Source records –
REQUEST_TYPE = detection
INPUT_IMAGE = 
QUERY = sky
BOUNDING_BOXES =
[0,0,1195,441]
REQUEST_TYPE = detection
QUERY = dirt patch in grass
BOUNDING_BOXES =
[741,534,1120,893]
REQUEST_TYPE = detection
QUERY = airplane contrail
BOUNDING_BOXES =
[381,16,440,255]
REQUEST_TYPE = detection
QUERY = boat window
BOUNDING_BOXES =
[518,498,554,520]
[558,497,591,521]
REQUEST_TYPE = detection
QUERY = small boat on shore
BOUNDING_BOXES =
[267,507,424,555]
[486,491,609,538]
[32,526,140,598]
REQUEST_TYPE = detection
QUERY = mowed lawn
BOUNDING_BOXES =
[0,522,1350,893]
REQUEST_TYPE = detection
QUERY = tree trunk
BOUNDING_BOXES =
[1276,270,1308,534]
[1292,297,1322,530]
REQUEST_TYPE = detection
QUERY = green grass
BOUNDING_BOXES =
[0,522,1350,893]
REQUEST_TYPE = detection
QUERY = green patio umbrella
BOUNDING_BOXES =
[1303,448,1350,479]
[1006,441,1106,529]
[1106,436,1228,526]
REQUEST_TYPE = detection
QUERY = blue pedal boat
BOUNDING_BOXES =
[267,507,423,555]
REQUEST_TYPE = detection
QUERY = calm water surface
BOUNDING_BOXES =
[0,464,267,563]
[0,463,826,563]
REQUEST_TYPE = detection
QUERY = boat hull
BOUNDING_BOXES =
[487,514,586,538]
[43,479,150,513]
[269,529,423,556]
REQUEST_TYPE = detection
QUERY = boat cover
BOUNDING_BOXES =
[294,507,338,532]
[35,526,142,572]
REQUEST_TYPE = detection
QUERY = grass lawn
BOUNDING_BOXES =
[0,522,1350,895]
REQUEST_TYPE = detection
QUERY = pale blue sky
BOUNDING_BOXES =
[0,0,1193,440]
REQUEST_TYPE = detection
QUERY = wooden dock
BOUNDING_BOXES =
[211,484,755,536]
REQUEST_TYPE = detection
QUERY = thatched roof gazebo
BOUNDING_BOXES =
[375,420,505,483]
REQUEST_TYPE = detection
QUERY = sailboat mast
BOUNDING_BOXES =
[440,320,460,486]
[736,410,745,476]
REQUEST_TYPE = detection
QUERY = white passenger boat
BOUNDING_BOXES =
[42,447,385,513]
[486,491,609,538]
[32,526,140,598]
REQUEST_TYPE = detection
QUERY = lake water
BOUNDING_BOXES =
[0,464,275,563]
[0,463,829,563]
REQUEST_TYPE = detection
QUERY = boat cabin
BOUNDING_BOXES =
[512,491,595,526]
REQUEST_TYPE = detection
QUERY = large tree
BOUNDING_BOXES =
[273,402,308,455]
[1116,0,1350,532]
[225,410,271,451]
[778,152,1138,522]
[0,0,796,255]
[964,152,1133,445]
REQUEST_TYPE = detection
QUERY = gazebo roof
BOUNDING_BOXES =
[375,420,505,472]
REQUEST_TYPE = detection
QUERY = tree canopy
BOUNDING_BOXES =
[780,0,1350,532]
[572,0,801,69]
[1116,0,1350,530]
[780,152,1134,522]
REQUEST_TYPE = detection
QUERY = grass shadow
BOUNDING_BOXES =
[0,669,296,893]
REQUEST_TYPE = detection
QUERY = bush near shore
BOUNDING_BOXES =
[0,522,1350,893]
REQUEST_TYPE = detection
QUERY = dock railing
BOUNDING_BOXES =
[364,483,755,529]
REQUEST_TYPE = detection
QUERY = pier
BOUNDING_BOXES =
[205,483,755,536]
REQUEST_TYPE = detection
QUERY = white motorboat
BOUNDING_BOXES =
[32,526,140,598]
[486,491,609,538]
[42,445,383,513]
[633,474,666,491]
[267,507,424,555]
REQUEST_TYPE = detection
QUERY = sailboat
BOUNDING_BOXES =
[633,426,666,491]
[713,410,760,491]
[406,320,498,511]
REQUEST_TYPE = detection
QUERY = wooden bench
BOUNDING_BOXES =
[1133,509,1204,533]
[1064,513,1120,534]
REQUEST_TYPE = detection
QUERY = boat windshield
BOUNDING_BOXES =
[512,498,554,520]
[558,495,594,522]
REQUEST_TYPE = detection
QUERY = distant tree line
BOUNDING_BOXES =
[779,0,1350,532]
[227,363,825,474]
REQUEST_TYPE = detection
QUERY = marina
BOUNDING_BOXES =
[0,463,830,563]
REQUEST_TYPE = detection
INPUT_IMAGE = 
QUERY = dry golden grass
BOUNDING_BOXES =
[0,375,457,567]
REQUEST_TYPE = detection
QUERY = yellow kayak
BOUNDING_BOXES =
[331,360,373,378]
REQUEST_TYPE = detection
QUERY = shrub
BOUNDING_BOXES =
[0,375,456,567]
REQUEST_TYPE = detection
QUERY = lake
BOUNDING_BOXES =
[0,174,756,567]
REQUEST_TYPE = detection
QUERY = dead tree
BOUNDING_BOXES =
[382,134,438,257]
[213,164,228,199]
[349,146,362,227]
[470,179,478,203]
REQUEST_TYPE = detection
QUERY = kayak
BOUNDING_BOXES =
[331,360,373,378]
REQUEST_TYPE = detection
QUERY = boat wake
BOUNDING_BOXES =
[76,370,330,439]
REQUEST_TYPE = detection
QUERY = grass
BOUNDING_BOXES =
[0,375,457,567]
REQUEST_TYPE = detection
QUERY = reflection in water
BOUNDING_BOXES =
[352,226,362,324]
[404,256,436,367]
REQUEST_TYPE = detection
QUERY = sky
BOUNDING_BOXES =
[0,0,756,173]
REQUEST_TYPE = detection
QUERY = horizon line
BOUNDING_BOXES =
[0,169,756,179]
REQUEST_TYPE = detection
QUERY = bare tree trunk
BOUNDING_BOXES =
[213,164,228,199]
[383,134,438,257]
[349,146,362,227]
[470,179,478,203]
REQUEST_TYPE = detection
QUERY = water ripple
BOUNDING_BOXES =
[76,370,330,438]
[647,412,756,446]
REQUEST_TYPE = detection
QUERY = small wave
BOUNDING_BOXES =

Job –
Pick out every line in the items that contains the word "blue", and copy each one.

Full answer –
QUERY = blue pedal boat
QUERY = pale blue sky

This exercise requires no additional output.